DATA PROVIDED:
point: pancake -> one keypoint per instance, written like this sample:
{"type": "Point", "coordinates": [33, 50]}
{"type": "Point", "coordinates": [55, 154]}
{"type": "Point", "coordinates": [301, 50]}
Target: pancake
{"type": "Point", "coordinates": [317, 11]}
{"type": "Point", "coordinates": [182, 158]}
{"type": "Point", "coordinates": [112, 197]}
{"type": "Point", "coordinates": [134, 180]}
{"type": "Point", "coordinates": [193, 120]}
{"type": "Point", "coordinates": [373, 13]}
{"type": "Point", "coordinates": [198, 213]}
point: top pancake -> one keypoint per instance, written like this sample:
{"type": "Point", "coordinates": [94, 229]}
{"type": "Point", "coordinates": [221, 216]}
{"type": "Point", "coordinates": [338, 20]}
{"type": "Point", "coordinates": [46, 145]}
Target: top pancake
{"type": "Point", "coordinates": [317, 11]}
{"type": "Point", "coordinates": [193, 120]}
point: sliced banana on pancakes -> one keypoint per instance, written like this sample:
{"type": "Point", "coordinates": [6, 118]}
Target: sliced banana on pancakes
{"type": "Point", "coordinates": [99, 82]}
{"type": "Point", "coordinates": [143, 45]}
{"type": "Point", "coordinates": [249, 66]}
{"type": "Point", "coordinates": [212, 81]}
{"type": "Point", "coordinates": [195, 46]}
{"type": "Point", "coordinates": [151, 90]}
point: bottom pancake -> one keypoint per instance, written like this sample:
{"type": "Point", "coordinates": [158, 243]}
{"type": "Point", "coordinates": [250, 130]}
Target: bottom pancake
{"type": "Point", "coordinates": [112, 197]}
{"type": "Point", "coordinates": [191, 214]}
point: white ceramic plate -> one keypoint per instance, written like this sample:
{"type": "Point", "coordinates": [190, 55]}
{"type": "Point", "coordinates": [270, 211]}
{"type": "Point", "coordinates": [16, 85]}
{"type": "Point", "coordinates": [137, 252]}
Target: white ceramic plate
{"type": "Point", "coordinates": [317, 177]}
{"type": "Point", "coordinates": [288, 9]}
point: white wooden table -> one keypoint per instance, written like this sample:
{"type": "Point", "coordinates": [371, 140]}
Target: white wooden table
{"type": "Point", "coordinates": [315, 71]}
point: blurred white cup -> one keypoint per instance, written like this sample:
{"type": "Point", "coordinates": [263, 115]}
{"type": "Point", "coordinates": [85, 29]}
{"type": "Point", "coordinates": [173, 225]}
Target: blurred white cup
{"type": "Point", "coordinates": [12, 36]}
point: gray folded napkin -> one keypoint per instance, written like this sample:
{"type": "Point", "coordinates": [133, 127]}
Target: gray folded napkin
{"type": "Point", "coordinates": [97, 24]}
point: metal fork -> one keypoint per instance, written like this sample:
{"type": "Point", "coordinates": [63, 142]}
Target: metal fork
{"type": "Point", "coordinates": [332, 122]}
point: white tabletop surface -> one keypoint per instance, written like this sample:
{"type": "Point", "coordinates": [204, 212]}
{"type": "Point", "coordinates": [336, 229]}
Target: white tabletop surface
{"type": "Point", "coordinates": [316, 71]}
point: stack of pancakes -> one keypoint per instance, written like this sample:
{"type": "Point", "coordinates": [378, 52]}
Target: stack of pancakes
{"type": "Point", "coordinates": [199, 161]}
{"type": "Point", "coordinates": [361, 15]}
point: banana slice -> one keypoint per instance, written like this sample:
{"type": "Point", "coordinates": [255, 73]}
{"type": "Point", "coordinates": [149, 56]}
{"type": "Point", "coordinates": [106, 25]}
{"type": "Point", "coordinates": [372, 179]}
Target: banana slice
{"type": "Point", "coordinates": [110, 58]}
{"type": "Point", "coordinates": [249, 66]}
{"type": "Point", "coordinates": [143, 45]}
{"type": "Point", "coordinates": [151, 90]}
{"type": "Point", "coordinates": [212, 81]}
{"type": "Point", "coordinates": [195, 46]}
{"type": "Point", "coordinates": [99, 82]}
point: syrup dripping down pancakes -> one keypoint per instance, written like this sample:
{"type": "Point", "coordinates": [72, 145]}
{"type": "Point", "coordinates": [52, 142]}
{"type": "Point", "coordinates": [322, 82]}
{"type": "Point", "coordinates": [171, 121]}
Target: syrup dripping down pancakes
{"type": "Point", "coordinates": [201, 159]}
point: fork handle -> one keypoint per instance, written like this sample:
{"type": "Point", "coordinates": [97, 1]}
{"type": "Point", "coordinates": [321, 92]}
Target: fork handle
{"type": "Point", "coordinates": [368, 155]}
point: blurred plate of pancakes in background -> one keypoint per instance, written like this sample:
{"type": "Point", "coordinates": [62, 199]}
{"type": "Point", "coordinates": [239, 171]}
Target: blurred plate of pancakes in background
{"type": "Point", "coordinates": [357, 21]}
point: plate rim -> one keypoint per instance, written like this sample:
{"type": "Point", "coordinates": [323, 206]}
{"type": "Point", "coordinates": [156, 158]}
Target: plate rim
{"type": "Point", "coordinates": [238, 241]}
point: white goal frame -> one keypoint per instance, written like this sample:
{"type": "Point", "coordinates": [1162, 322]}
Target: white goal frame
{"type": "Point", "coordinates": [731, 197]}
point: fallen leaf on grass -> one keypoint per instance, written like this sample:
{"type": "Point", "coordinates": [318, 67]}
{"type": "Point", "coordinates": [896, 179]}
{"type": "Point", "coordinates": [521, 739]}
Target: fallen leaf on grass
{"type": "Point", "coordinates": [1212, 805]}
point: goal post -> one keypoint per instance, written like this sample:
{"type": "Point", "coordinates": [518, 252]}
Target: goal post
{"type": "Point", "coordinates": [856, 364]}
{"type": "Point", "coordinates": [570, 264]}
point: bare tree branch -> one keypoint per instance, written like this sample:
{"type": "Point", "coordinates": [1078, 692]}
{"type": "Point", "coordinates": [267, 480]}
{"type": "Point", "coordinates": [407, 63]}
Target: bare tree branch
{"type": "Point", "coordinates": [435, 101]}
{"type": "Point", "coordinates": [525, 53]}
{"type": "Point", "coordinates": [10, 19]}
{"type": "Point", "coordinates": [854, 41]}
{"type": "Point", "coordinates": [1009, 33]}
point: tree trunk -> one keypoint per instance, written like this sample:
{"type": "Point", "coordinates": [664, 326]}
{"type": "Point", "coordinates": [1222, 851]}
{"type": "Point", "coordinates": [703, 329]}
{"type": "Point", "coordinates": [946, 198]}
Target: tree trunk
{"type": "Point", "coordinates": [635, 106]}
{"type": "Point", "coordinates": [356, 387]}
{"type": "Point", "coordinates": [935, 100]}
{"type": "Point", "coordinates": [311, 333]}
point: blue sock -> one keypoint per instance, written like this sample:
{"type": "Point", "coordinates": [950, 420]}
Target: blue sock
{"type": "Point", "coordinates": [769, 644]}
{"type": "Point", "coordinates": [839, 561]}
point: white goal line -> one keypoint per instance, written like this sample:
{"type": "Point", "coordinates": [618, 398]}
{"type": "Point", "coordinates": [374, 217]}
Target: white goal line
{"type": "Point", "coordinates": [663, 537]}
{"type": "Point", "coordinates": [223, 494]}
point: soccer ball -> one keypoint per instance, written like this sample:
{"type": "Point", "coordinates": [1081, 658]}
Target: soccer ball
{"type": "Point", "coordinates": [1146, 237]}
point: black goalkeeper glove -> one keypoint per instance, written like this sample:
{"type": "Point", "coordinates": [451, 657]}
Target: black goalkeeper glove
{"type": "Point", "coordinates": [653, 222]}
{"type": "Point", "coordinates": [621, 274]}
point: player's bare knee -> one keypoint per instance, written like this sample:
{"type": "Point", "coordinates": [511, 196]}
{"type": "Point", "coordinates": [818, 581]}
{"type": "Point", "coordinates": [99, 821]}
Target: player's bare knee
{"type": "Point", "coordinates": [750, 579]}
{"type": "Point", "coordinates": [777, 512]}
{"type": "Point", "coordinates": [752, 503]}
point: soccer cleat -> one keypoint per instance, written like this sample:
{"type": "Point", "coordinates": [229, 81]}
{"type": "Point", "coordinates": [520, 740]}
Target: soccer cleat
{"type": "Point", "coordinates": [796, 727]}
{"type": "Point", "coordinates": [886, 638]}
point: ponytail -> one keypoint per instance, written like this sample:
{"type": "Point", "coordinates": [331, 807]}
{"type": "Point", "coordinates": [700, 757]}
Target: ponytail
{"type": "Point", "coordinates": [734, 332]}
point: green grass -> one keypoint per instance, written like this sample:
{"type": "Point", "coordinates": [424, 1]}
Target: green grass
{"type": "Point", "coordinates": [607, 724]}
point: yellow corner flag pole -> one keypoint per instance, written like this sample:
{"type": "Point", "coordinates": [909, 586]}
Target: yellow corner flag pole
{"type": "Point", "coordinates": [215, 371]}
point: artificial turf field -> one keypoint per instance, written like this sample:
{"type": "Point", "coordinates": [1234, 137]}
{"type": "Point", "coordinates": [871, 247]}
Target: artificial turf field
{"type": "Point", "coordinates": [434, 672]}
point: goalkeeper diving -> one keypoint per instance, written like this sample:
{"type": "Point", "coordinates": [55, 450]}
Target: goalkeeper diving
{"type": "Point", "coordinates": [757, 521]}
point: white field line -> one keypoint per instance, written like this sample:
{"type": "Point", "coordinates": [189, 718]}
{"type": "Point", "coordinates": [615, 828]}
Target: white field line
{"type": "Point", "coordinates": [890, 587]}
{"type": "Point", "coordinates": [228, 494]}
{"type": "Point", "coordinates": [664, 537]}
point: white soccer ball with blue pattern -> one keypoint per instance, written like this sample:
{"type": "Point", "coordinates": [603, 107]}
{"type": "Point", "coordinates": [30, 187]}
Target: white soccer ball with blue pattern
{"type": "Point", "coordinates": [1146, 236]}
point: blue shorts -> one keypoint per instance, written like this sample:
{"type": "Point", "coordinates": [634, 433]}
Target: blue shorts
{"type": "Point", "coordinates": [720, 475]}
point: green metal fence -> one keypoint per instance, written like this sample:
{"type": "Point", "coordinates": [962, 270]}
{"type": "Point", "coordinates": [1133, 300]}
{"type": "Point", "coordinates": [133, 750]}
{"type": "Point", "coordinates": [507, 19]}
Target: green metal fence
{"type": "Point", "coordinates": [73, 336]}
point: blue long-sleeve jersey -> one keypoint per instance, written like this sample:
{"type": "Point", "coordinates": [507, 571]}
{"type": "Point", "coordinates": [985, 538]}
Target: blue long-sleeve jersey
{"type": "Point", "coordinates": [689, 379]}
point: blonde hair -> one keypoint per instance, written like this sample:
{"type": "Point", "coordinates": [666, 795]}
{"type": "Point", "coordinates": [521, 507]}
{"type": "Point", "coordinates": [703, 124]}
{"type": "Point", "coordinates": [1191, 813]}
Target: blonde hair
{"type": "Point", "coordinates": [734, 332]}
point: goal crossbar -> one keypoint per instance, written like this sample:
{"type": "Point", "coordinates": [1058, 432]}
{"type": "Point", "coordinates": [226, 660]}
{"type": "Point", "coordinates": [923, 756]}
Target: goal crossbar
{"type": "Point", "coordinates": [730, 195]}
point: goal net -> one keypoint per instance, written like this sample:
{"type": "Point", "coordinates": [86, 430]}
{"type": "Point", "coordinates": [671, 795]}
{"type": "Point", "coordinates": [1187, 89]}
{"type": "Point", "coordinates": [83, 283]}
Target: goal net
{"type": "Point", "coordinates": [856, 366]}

PROMPT: Reproduce the lines from the one containing "point: blonde hair" to the end of the entries, keeping both ends and adding nothing.

ANSWER:
point: blonde hair -> one keypoint per instance, written like this sample:
{"type": "Point", "coordinates": [666, 795]}
{"type": "Point", "coordinates": [521, 507]}
{"type": "Point", "coordinates": [703, 124]}
{"type": "Point", "coordinates": [1191, 813]}
Target: blonde hair
{"type": "Point", "coordinates": [734, 332]}
point: goal crossbar -> one keypoint per instance, written like this sample:
{"type": "Point", "coordinates": [1058, 432]}
{"type": "Point", "coordinates": [226, 660]}
{"type": "Point", "coordinates": [923, 756]}
Target: goal crossbar
{"type": "Point", "coordinates": [730, 195]}
point: goal net -> one keypoint per instance, written like this sample:
{"type": "Point", "coordinates": [86, 430]}
{"type": "Point", "coordinates": [671, 795]}
{"type": "Point", "coordinates": [1187, 89]}
{"type": "Point", "coordinates": [83, 283]}
Target: goal net
{"type": "Point", "coordinates": [856, 366]}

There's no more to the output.